**** Raw records

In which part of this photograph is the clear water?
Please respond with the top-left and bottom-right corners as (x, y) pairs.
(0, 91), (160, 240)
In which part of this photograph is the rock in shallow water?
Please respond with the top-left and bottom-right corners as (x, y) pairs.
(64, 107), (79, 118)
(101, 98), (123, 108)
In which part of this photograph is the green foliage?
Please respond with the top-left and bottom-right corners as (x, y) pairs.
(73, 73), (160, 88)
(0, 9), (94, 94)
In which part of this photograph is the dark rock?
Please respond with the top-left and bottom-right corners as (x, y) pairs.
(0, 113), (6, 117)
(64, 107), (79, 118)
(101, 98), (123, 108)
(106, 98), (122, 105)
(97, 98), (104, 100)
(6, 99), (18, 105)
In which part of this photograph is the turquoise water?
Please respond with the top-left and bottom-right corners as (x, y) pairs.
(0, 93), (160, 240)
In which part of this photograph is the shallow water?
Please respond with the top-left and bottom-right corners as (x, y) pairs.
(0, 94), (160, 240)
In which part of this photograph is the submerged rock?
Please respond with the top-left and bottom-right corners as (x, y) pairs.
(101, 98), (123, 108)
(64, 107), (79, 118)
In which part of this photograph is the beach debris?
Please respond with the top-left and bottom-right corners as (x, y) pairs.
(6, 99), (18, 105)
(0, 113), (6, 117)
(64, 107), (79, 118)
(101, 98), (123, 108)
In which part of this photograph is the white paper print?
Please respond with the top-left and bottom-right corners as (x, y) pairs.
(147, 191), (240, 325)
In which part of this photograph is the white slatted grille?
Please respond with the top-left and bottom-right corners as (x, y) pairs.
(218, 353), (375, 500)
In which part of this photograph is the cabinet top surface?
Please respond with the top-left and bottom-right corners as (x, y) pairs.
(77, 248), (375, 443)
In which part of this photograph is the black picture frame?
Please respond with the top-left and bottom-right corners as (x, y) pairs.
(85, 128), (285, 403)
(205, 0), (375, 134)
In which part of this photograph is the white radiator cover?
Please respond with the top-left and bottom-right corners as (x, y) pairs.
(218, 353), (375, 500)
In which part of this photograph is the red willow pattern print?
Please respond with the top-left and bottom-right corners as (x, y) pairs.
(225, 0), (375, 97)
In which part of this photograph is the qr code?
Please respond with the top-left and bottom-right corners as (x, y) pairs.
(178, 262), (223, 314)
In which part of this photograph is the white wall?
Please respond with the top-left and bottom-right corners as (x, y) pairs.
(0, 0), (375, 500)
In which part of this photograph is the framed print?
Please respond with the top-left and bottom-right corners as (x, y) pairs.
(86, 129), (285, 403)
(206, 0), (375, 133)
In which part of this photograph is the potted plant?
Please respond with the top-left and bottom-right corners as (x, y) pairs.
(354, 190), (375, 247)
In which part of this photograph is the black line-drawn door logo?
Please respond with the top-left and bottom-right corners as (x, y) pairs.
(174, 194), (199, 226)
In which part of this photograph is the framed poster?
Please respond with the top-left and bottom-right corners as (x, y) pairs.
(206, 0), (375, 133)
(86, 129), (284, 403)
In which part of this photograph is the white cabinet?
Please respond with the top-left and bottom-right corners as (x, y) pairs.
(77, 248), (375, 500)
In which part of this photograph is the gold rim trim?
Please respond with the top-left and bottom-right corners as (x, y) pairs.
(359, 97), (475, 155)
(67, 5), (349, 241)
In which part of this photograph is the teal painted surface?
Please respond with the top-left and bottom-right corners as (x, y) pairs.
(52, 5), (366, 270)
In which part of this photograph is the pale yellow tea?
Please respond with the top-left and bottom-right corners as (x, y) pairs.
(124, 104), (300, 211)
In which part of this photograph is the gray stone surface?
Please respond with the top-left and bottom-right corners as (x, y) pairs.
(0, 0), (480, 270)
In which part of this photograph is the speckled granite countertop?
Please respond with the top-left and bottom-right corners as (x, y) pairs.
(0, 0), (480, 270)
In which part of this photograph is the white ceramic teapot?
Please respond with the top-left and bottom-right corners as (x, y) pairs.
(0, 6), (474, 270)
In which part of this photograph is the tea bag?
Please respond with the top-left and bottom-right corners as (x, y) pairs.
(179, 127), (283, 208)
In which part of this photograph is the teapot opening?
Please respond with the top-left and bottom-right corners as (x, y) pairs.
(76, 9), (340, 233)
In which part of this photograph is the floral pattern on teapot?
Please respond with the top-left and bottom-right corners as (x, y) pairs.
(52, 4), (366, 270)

********

Work instructions: Can you rewrite the stretch from the line containing "In which part of this photograph is the teapot" through the end of the entries, requests included, with every corner coordinate in the answers multiplied by 1.75 and rounded to a whole number, halves rounded up?

Response to the exercise:
In which part of this photograph is the teapot opening?
Please respond with the top-left and bottom-right corners as (x, y) pairs.
(133, 16), (595, 408)
In which part of this photograph is the floral pattern on teapot?
Please respond with the top-left and bottom-right corners as (x, y) pairs.
(91, 7), (641, 473)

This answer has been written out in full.